[Pointing data excerpts]
★ ★ ★

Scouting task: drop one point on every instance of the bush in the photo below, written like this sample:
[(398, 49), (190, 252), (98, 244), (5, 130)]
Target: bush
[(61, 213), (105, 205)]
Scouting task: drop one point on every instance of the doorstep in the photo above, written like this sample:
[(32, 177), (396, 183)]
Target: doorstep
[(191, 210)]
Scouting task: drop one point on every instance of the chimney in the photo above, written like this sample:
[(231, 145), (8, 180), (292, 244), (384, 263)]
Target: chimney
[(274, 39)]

★ ★ ★

> _Direction_: Copy every row above word for word, keeping the same order.

> _Worked solution_:
Scouting task: drop one point on every instance of the bush in the photo below, written like this sample:
[(398, 49), (190, 252), (98, 244), (5, 130)]
Target: bush
[(61, 213), (105, 205)]
Scouting task: drop one point on every instance of the doorstep in the photo above, written like this sample:
[(32, 177), (396, 183)]
Target: doorstep
[(191, 210)]
Scouting task: drop one point on every instance of the chimney in the photo above, written like this sample:
[(231, 145), (8, 180), (292, 244), (384, 263)]
Target: chimney
[(274, 39)]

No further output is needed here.